─── TEXT FOR ANALYSIS ───

Michael: We had a friend Ryan O'Neil and the way he was being a musician professionally was a lot different than most musicians I know. Most people I know in the music industry have to be away from their family and friends all the time and they’re busting their asses on the road just to survive. Then occasionally you get to go to the studio and make some music.
Ryan has flipped it and spends all his day making music. I know as a fan of [his band] Sleeping at Last I’m really glad he does that. We get all this music from him. Yeah I guess I could have seen him at a show or two, but personally I’d rather all the extra music than the shows.
Over the last several years I’ve felt my energy has been out of balance. I’m happiest when I’m creating. I still love the performance. But I wanted to put more of the chips onto creativity than touring and travelling and trying to build a brand.
Lisa: We didn’t want to release it all at once because we didn’t have all three at once. From the beginning of the trilogy to now, for us it feels like we’re living this thing. It’s a whole process that we couldn’t have written about. I don’t think we could have completed the trilogy in the right way if we did it all at once.
Just recently I’ve been coming back to this idea that we’ve tried to separate ourselves from this thing and this deconstruction has happened which is a good and necessary path, and now we’re kind of in this place of wanting to create worship music again.
So does this feel like the beginning of a new chapter?
Lisa: It didn’t feel like it at first. I didn’t know if it was the beginning of the end. I love our journey and where we’ve come from and the people who have been gracious enough to help us along the way. It hurt to feel rejected by a certain tribe, but that was also our own doing because we are moving on a different path. So it’s about owning your decisions and being brave enough to keep moving forward.
Are you enjoying being creative in different ways and doing things like The Liturgists podcast?

─── MATERIAL SUPPLIED ───

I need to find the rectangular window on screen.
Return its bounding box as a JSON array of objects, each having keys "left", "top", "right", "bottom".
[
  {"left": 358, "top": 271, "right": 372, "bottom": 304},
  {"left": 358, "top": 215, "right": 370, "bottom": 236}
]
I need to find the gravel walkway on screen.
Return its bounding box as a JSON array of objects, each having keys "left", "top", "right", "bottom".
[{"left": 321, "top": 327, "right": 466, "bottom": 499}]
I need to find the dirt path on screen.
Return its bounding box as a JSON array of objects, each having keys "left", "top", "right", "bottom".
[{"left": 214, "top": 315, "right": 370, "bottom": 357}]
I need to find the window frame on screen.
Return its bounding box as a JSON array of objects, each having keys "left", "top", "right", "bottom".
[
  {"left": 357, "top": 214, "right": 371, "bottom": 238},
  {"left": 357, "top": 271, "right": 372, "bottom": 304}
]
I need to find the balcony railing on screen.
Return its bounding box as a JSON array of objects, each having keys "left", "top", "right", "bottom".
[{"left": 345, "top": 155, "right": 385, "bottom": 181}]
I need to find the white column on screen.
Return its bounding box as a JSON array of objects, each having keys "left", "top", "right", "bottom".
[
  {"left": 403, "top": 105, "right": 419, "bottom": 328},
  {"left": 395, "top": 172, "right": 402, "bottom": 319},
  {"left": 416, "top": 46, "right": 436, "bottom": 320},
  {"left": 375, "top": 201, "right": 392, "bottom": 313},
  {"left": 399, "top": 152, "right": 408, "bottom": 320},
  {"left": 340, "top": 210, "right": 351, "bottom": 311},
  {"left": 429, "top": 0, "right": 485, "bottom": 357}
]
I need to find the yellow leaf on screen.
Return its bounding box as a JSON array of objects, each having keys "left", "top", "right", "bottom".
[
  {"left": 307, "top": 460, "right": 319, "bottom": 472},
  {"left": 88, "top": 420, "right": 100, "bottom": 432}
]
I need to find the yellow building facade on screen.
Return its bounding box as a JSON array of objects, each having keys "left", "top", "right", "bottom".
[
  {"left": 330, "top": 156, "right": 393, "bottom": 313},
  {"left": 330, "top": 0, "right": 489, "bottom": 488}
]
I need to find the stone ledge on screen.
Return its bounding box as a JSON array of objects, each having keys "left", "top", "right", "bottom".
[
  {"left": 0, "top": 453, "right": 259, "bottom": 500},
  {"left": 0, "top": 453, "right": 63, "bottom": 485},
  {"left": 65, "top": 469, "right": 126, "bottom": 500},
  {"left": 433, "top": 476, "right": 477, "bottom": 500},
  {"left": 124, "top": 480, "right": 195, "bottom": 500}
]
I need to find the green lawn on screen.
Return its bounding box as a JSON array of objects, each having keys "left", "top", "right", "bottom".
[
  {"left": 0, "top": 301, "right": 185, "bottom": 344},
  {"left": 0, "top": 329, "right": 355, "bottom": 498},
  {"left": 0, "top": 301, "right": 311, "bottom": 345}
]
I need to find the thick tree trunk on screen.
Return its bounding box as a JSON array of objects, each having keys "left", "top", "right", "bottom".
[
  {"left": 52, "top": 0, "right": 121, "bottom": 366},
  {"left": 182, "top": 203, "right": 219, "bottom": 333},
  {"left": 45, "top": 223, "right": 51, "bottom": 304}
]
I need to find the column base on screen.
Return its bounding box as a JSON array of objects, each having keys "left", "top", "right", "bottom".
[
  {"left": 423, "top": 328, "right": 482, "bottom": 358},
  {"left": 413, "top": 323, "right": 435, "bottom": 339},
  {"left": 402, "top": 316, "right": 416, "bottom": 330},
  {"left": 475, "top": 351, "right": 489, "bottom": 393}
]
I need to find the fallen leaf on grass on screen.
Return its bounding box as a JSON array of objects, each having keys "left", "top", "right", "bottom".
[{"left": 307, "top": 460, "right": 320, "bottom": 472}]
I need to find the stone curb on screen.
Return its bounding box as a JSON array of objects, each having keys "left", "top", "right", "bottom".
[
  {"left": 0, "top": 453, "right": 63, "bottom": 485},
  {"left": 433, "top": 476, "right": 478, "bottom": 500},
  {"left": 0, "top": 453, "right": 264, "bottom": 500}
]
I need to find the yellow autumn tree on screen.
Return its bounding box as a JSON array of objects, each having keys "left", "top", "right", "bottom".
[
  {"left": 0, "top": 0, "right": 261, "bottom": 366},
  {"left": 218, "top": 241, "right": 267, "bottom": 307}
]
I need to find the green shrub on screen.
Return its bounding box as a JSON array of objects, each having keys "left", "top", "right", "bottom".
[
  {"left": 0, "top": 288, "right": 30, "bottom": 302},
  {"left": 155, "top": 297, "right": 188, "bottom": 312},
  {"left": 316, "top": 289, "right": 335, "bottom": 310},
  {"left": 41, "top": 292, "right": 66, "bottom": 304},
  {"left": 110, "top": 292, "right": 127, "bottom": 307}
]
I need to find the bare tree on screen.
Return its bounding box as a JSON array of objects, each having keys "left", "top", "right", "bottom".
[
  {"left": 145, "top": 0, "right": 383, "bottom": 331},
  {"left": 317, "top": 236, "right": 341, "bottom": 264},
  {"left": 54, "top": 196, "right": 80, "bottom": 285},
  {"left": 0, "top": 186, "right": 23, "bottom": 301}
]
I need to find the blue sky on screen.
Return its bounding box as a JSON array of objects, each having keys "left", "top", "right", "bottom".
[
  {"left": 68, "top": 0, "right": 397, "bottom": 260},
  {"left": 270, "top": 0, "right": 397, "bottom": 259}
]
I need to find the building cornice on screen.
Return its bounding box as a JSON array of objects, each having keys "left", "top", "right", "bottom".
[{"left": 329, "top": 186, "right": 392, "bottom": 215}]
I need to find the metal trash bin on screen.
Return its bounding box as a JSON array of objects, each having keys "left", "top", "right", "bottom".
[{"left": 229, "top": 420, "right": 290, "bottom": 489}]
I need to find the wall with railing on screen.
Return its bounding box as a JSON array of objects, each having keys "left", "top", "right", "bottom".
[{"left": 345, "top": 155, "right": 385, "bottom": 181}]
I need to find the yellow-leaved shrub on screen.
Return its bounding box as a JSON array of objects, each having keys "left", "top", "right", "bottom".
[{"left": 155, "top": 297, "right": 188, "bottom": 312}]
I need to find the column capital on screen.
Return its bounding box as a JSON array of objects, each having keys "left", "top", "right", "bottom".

───

REQUIRED ACTIONS:
**A)** Translate this sentence from the interview into Spanish: "It hurt to feel rejected by a certain tribe, but that was also our own doing because we are moving on a different path."
**B)** Write out the passage of the interview from "Ryan has flipped" to "than the shows." word for word.
**C)** List every person named in the interview.

OUTPUTS FOR THE TASKS:
**A)** Dolió sentirnos rechazados por cierta tribu, pero eso también fue culpa nuestra, porque vamos por un camino diferente.

**B)**
Ryan has flipped it and spends all his day making music. I know as a fan of [his band] Sleeping at Last I’m really glad he does that. We get all this music from him. Yeah I guess I could have seen him at a show or two, but personally I’d rather all the extra music than the shows.

**C)**
Michael
Ryan O'Neil
Lisa